§ EXERCISE OBJECTIVE
What is needed is an exact repeat of the lines from the line containing "Where can the rock be" through the final line of the entries below, and nothing else.

(Collection entries)
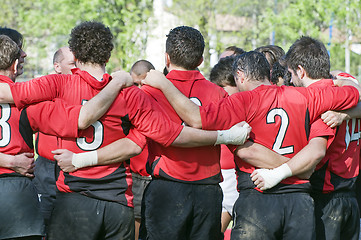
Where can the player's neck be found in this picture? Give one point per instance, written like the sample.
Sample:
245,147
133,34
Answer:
96,70
175,67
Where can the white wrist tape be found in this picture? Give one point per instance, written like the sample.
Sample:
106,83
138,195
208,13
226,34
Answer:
274,176
85,159
236,135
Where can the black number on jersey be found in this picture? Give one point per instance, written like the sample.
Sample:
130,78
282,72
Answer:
352,135
271,118
5,126
98,137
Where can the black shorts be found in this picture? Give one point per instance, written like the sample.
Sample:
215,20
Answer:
44,182
139,185
273,216
20,214
80,217
337,216
174,210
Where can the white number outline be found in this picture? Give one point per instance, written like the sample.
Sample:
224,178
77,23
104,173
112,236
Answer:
353,136
5,126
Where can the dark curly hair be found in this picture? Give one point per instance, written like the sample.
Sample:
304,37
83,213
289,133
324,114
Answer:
254,65
91,42
185,46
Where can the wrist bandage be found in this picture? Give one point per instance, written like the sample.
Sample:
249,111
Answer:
85,159
236,135
274,176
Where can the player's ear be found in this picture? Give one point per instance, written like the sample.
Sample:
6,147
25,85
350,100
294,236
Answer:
14,66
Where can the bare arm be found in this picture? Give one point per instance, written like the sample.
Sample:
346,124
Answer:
96,107
118,151
22,163
185,108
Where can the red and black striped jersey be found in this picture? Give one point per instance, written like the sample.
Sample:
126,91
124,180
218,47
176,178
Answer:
197,165
11,140
280,118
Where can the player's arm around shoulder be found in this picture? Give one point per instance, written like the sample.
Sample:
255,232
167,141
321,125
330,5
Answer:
185,108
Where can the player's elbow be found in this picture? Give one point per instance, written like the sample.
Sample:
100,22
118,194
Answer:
194,123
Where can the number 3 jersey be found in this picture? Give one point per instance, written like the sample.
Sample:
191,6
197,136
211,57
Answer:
280,118
339,168
131,109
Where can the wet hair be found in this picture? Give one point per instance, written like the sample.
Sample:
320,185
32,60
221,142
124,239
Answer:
91,42
253,64
272,53
9,52
312,55
222,74
13,34
185,46
141,66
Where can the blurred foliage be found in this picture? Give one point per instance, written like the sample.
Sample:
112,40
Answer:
283,21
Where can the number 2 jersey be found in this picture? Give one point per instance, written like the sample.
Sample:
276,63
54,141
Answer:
338,170
131,109
280,118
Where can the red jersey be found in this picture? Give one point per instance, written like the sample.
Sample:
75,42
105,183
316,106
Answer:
227,158
131,109
339,169
197,165
139,162
280,118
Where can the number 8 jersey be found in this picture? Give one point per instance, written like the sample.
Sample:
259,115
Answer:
11,141
280,118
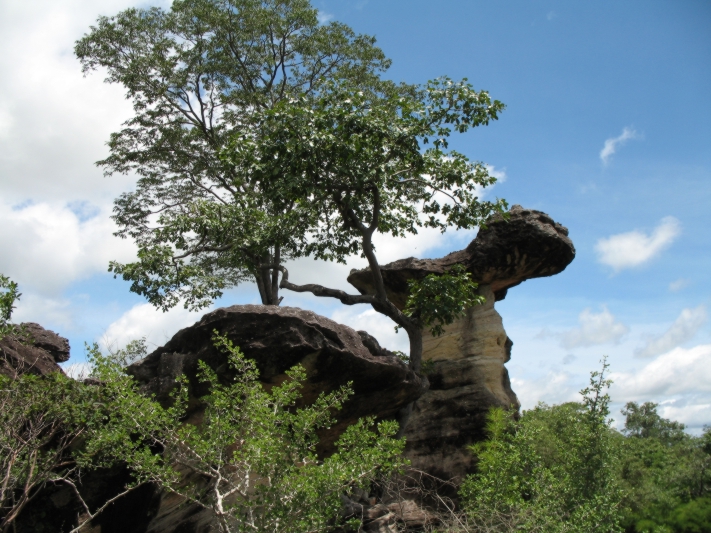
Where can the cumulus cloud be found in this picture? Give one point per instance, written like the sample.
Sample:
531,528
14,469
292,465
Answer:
628,250
595,328
54,122
680,371
689,413
553,388
48,246
678,284
324,17
144,320
682,330
611,144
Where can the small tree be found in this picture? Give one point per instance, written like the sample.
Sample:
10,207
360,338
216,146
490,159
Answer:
554,470
196,74
8,296
53,428
252,458
355,160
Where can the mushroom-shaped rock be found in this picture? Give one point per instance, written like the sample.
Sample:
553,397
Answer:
528,244
33,350
277,338
466,364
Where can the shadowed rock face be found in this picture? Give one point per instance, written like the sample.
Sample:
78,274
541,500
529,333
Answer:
36,351
277,338
528,245
466,364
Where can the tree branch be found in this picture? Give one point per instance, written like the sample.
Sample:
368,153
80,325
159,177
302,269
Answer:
320,290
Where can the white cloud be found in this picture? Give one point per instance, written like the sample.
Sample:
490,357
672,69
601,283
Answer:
77,370
553,388
612,143
678,284
324,17
46,246
627,250
595,328
680,371
689,413
378,325
144,320
54,122
682,330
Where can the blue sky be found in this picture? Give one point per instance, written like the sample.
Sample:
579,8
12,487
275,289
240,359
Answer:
576,77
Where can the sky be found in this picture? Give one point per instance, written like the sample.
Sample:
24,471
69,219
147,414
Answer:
607,129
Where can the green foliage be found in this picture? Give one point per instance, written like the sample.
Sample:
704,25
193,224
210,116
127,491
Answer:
8,296
665,472
554,470
52,428
355,159
135,350
197,74
251,459
442,299
642,421
255,452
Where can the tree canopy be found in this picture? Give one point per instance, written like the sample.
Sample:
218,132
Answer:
197,74
365,162
260,135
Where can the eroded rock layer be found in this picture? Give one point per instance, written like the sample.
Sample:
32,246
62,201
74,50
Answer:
278,338
34,350
465,365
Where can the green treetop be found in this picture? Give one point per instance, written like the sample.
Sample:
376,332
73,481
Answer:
197,74
361,162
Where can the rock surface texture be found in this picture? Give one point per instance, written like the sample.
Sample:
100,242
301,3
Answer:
277,338
36,351
466,364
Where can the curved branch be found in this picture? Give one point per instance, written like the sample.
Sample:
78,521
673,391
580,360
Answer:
320,290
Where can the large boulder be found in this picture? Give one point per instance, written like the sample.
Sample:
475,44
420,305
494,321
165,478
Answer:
33,350
465,365
528,244
277,338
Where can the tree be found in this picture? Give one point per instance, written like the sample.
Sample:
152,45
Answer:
554,470
355,160
252,459
197,74
666,473
53,428
8,296
643,421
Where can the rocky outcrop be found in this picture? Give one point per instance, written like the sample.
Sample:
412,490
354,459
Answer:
528,244
465,365
277,338
33,350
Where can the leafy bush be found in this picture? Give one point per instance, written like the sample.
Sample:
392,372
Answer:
553,470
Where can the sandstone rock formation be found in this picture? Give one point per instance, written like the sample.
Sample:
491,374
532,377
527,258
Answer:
278,338
35,350
466,364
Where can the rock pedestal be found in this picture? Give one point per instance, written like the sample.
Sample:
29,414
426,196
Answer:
467,376
465,365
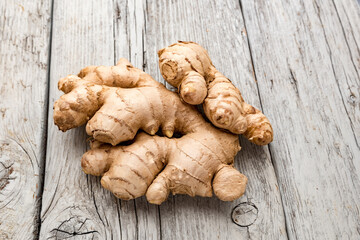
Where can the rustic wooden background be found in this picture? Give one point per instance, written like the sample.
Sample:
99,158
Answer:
298,61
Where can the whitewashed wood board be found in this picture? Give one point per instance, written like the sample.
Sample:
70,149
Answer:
24,41
306,64
74,204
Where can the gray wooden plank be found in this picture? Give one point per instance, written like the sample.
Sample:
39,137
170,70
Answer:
75,204
139,219
303,64
218,26
345,53
24,41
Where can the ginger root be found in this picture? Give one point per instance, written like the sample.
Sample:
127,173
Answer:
187,66
118,101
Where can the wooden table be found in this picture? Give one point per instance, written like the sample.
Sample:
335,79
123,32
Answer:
298,61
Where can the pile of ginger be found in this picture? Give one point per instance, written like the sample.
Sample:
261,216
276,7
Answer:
132,120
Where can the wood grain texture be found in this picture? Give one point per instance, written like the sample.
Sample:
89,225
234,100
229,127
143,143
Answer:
74,204
24,40
220,29
306,64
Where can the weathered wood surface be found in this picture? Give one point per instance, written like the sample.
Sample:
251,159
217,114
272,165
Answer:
74,204
306,60
297,61
24,40
219,27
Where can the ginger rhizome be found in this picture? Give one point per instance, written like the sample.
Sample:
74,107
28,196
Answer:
116,102
187,66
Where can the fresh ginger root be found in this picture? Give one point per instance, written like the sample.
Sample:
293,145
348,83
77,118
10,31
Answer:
187,66
116,102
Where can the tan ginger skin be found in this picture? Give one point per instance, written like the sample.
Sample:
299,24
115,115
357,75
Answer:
116,102
187,66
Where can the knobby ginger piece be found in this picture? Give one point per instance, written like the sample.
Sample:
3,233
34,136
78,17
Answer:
187,66
116,102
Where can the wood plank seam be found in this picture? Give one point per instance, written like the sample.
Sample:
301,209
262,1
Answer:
262,109
46,117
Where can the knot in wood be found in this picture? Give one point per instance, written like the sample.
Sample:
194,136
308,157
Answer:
244,214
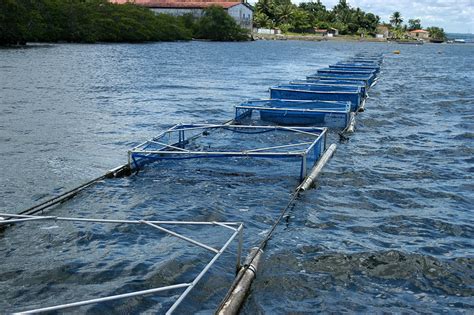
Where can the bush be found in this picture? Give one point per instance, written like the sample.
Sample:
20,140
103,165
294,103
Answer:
217,25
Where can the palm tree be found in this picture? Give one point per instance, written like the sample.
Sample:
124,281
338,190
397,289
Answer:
396,19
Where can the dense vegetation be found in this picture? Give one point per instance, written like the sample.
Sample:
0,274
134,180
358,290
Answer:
308,15
399,30
91,21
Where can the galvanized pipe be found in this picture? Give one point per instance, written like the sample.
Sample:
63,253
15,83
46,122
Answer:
105,299
203,272
246,276
318,168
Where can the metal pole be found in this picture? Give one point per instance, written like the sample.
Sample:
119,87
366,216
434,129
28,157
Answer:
247,274
104,299
203,272
181,237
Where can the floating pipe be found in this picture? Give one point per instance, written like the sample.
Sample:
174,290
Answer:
351,126
232,304
318,168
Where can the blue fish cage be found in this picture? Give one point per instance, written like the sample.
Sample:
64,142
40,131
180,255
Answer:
352,94
296,113
319,82
347,71
352,65
367,78
204,141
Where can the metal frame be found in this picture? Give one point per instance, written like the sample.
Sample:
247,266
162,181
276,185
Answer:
235,227
242,111
177,150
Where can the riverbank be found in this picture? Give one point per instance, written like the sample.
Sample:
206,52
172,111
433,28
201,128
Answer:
316,38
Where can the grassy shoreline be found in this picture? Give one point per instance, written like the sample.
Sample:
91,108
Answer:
317,38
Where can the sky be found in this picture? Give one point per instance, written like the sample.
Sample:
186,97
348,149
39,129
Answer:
455,16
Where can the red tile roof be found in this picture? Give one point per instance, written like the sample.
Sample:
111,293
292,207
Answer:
194,4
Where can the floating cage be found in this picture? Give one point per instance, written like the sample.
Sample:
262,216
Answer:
183,142
295,113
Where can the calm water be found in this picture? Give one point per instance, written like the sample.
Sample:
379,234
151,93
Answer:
388,229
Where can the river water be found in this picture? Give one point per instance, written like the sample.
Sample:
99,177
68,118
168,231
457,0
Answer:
389,227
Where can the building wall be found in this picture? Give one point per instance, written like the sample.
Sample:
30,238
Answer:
241,13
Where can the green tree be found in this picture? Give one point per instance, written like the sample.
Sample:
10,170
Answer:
217,25
261,20
284,13
301,21
436,33
396,19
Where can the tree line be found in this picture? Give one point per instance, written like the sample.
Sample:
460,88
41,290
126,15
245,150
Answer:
306,16
399,29
91,21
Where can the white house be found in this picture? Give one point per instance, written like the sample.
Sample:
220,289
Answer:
242,12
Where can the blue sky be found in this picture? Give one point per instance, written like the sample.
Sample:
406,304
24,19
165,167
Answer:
455,16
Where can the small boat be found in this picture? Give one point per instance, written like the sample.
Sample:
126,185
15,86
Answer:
351,94
297,112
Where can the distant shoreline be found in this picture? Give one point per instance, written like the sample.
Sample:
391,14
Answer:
317,38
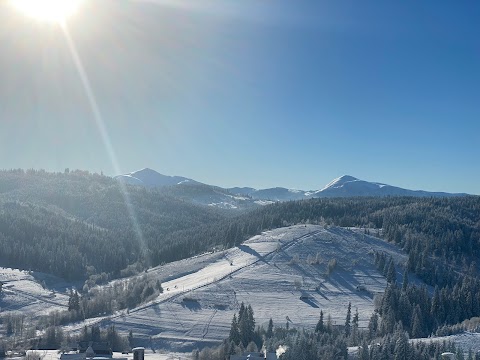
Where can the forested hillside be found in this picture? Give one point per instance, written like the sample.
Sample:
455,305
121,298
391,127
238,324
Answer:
76,224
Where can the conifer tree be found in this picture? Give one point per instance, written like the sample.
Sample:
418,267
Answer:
320,326
269,332
234,331
348,319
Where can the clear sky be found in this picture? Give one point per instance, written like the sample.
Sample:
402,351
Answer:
256,93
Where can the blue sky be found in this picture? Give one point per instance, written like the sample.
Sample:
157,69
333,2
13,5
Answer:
257,93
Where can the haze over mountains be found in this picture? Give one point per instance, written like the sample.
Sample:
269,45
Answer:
344,186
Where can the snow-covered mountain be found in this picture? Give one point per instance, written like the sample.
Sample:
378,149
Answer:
344,186
247,197
150,178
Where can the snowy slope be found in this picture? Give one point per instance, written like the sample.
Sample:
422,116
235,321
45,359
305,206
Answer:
344,186
246,197
350,186
150,178
271,272
24,292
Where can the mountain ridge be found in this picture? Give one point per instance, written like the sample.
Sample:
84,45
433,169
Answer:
343,186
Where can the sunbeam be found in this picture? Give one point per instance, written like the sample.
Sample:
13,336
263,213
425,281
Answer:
97,115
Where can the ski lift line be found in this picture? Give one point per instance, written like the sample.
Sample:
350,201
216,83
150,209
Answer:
181,293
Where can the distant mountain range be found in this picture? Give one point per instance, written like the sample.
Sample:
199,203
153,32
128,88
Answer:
246,197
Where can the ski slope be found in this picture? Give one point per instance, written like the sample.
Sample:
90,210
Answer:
271,272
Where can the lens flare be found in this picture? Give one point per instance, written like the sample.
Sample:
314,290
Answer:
47,10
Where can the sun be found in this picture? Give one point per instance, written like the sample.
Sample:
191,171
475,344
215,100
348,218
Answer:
47,10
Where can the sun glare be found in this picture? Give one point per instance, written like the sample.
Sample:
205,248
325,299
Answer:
47,10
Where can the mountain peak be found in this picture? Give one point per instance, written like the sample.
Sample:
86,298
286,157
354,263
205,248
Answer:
340,181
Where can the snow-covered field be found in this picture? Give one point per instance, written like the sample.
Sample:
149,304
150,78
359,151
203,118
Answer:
24,292
281,273
466,341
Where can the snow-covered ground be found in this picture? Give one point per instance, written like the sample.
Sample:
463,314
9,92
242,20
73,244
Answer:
271,272
466,341
149,355
32,294
282,273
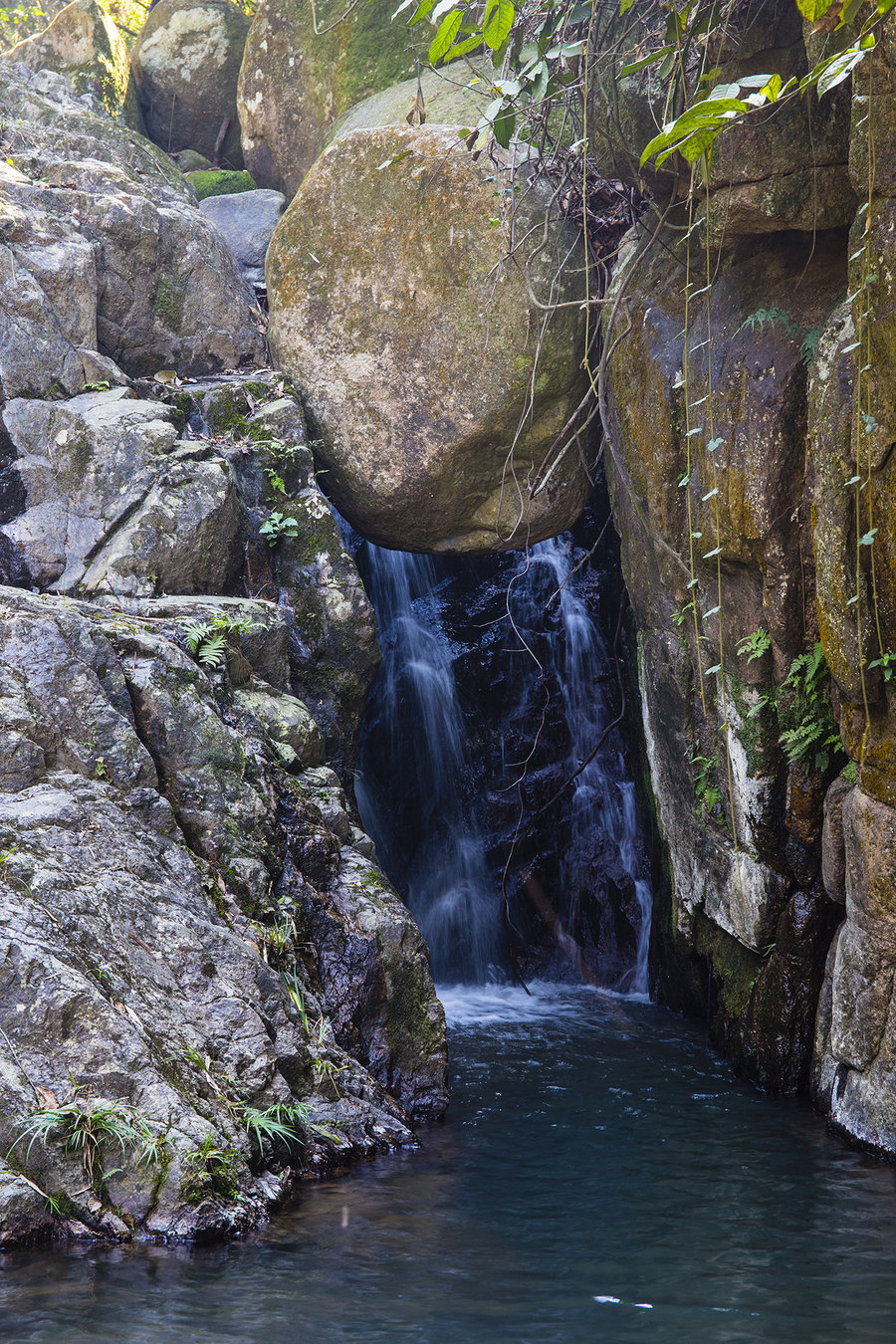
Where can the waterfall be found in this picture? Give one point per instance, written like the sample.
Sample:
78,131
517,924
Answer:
603,797
426,790
495,703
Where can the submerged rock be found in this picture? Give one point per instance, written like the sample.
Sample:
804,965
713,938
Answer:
412,335
185,64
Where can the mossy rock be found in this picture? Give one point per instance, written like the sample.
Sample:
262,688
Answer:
84,45
295,85
452,97
185,65
219,181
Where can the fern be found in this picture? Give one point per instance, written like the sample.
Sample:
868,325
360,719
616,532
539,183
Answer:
212,651
808,732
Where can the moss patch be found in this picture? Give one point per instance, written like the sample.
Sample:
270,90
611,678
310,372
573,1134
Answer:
219,181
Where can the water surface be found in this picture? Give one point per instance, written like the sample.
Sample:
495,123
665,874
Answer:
600,1179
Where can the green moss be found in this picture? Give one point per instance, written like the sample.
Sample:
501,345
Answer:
734,967
219,181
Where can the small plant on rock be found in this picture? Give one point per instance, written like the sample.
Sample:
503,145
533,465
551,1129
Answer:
210,1170
87,1128
211,641
277,526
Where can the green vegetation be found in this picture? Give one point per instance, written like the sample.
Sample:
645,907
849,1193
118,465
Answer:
807,730
219,181
211,641
87,1128
210,1171
278,525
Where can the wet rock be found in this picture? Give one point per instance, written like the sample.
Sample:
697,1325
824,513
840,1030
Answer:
84,45
774,1043
377,326
856,1039
26,1216
373,970
247,222
107,253
295,84
140,840
714,748
833,845
185,65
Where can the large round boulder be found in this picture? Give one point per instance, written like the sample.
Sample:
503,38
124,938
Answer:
406,285
296,83
187,65
84,45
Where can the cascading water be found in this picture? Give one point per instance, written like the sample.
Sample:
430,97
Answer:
602,801
491,733
425,787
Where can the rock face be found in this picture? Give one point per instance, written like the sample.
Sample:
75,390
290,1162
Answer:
452,97
184,645
247,222
414,342
751,906
770,847
187,1006
111,256
295,84
852,426
84,45
109,494
185,64
780,168
196,780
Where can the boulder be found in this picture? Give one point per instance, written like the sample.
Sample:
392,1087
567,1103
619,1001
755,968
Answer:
185,64
452,97
107,253
114,502
412,335
84,45
157,863
296,83
247,222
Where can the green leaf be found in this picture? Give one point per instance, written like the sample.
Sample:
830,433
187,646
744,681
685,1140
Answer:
813,10
504,127
442,7
443,39
421,12
462,49
648,61
497,23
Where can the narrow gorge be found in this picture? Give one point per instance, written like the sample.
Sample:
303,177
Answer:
448,629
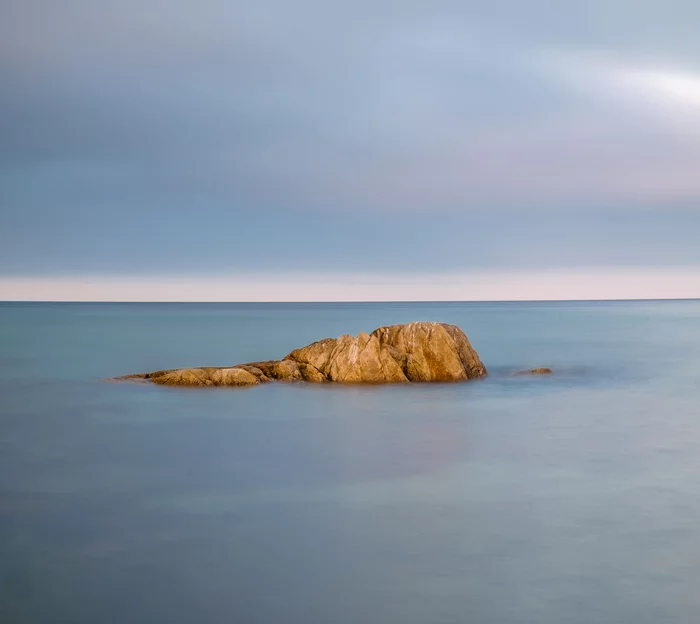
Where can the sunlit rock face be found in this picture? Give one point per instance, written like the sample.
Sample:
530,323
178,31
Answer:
414,352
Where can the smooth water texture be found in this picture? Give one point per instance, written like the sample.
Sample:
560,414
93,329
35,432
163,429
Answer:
568,499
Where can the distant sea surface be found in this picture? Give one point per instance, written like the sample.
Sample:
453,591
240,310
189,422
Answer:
573,498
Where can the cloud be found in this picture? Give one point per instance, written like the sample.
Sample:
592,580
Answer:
592,283
137,133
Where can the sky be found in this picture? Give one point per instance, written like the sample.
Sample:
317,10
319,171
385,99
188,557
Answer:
219,150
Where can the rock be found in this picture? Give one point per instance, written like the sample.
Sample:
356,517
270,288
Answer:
415,352
534,371
434,351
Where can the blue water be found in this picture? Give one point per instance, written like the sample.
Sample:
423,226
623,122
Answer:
570,499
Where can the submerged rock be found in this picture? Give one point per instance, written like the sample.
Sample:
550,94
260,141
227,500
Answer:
534,371
414,352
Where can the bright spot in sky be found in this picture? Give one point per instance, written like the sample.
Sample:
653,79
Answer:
680,88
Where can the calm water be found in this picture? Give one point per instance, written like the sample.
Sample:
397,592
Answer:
570,499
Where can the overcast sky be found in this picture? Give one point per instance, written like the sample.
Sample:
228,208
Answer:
220,143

§ RESPONSE TO THIS EXERCISE
Where can the rock be found in this picture? Give one point per instance, written like the sample.
Sample:
356,517
270,288
Answer:
415,352
534,371
434,351
Where can the blue water be found in this picture? Give one point per instance, written like the sample.
Sample:
423,226
623,122
Answer:
570,499
Where can the submerged rock be found in this picture? Give one point per instance, written like the sample.
Sample:
550,94
260,141
227,500
Answer:
534,371
414,352
Where can the bright spot in sky be found in this picture? Give one point per instance, written like the sample.
Sample:
653,79
Answer:
680,88
Where can the calm water be found in this picture? Give one point per instance, written like the sample.
Sample:
397,592
Answer:
570,499
Where can the overcast sky be found in this picture? Give one point per instance, written like the sample.
Sample:
228,208
Answer:
220,143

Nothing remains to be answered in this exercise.